++++ Raw data

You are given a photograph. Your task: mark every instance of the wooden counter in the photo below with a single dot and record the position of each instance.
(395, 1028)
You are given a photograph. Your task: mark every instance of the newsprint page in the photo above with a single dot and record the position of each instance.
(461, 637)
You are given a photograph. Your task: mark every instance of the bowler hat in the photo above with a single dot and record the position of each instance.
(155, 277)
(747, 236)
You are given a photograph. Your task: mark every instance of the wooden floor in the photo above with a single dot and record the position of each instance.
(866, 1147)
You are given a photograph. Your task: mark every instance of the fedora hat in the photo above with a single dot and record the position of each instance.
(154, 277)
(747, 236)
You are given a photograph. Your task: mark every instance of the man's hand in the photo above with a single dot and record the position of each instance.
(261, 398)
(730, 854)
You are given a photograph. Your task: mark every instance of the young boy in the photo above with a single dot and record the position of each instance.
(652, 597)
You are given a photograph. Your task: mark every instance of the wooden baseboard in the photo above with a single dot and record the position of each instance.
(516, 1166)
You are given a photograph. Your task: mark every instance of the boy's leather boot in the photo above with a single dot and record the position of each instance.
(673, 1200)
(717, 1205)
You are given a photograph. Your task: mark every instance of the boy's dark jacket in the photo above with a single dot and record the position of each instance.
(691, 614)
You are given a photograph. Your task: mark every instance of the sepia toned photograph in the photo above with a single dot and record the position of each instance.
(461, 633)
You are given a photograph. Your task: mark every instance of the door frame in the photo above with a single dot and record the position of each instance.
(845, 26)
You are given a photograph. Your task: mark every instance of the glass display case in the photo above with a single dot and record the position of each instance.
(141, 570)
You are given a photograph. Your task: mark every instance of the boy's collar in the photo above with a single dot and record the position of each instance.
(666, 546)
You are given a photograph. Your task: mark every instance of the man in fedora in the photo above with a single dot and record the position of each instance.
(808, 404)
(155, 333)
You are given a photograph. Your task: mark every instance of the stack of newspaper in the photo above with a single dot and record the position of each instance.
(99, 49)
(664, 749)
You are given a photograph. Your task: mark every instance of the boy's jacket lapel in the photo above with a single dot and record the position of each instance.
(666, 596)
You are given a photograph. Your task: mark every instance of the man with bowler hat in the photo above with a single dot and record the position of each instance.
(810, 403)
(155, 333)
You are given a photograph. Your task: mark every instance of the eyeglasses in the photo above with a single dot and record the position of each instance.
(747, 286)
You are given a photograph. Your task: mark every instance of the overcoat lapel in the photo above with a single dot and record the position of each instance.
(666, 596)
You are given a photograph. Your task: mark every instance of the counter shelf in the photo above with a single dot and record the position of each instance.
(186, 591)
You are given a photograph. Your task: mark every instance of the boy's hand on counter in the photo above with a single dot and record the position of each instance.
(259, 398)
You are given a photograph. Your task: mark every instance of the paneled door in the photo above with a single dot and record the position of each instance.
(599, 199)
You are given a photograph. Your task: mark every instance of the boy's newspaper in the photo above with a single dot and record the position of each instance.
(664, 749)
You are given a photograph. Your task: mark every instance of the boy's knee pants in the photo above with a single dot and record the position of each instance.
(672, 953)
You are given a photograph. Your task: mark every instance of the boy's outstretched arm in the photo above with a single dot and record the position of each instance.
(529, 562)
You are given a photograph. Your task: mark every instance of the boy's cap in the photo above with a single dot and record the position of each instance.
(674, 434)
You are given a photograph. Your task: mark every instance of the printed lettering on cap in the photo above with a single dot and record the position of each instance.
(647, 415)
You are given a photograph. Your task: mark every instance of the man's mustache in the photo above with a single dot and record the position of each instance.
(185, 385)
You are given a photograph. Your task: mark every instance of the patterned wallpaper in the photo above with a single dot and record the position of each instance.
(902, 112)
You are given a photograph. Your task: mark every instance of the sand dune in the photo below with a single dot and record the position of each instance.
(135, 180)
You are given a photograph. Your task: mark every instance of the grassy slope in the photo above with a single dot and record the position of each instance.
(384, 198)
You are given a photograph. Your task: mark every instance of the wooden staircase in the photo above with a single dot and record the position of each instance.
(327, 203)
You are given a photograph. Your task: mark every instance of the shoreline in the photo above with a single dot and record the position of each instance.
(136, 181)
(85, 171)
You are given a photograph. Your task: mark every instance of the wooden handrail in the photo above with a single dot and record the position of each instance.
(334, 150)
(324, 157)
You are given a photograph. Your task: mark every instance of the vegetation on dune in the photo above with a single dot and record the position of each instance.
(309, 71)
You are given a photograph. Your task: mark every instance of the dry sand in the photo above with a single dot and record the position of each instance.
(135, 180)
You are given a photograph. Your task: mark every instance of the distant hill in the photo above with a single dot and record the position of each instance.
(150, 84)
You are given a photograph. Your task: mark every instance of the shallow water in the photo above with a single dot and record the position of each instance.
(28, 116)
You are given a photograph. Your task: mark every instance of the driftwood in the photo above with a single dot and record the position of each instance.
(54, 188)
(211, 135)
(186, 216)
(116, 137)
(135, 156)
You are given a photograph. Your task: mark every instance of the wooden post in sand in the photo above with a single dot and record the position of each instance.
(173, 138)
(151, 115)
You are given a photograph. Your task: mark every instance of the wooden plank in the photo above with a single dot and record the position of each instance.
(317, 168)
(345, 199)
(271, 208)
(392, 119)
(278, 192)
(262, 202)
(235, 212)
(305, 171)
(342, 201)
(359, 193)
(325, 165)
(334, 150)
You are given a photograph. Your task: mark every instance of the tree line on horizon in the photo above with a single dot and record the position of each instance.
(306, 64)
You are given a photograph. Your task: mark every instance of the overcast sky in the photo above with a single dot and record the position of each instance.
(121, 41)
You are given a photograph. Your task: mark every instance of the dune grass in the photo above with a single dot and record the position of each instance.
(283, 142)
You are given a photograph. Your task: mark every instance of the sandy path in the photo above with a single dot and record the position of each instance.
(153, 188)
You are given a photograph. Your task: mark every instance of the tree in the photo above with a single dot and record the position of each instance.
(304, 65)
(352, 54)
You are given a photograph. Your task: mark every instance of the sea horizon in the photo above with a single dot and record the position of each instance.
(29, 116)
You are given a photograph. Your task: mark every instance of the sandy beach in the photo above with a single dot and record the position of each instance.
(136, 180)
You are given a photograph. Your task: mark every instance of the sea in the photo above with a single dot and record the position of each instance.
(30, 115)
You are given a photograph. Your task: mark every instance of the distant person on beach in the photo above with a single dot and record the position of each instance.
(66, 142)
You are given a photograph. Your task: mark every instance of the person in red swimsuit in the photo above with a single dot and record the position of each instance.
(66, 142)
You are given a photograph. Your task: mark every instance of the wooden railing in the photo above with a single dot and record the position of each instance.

++++++++

__Task goal__
All lines from the one containing "of the sea in" through the final line of the listing above are to be reproduced exactly; include both and add nothing.

__Solved problem__
You are given a photograph. Your task: mark every instance of the sea in the photo above with a single dot and record the position of each instance.
(30, 115)
You are given a photograph. Your task: mark every instance of the distant person on beach in the photo above with a single dot and record the position of each instance.
(66, 142)
You are given a photograph. Your task: mark every instance of the person in red swimsuit in the photo above with a single dot and record the position of each instance.
(66, 142)
You are given a photograph. Your task: mark every instance of the wooden railing in the photo above with a single dot and record the position of each instance.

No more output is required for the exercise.